Rewrite the rows below, putting "Mark" in place of every "Annotate" and leaving everything else unchanged.

-- Begin --

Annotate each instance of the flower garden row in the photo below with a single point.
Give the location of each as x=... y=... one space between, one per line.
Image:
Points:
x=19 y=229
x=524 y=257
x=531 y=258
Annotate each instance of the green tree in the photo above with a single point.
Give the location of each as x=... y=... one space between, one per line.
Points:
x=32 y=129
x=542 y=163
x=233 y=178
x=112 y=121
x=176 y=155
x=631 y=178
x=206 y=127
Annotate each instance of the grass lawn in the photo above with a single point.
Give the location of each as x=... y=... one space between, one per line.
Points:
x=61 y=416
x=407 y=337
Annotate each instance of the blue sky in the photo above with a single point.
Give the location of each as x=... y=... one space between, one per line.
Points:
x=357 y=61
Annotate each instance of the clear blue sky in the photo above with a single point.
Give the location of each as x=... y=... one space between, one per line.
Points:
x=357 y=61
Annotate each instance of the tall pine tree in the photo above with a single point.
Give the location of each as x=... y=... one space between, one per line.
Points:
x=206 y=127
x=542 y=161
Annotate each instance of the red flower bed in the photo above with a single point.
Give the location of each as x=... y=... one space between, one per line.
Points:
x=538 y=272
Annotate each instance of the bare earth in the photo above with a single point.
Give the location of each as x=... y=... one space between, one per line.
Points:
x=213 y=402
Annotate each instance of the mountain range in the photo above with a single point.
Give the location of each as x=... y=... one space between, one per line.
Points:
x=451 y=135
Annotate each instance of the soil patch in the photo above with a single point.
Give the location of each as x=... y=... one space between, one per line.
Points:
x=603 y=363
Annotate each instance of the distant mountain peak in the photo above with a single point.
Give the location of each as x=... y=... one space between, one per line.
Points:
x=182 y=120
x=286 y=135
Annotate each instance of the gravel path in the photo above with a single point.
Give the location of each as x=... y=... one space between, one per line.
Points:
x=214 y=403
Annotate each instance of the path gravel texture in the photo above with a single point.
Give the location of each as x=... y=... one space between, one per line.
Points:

-- End --

## Final result:
Mark each instance of the flower garden row in the photo below with a single point.
Give the location of each as x=... y=... one space between, one per line.
Image:
Points:
x=19 y=229
x=524 y=257
x=531 y=258
Mark each instance of the green tree in the photo above with a single point.
Give the location of each as x=... y=... one space between, one per line.
Points:
x=32 y=129
x=542 y=163
x=233 y=178
x=112 y=121
x=176 y=155
x=631 y=178
x=206 y=127
Mark each instance of the grass lawn in the photo above with a single point.
Give the location of each as x=... y=... one space between, one per line.
Points:
x=61 y=416
x=407 y=337
Mark each instance of the blue sky in the photo above with a single point.
Give the location of each as x=... y=... one space between, one per line.
Points:
x=357 y=61
Mark each instance of the clear blue sky in the photo above with a single point.
Give the location of each as x=... y=... one space between, one per line.
Points:
x=357 y=61
Mark each instance of the tall pine tree in the photo above with a single point.
Give the location of each as x=... y=... one space between, one per line.
Points:
x=206 y=127
x=542 y=161
Mark each instance of the red flower bed in the photo above with a single point.
Give the location of each as x=... y=... one space between, one per line.
Points:
x=538 y=272
Mark each instance of the bare earth in the photo above with a single point.
Give the location of each as x=... y=... one space between, one per line.
Points:
x=213 y=402
Mark each instance of the mountain range in the photo above with a single point.
Give the location of each as x=... y=... one space between, one per line.
Points:
x=451 y=135
Mark each instance of the soil patch in the photo above with a single point.
Give the location of each as x=... y=... one space between, one per line.
Points:
x=603 y=363
Mark each instance of the distant mountain peak in the photo above with a single point.
Give the location of each as x=... y=... one space between, one per line.
Points:
x=182 y=120
x=286 y=135
Mark each instance of the gravel path in the photo above with a single point.
Give the location of each as x=... y=... one space between, one per line.
Points:
x=214 y=403
Mark each instance of the path gravel texture in the photo above with a single point.
Give the location of each as x=... y=... one space between, one per line.
Points:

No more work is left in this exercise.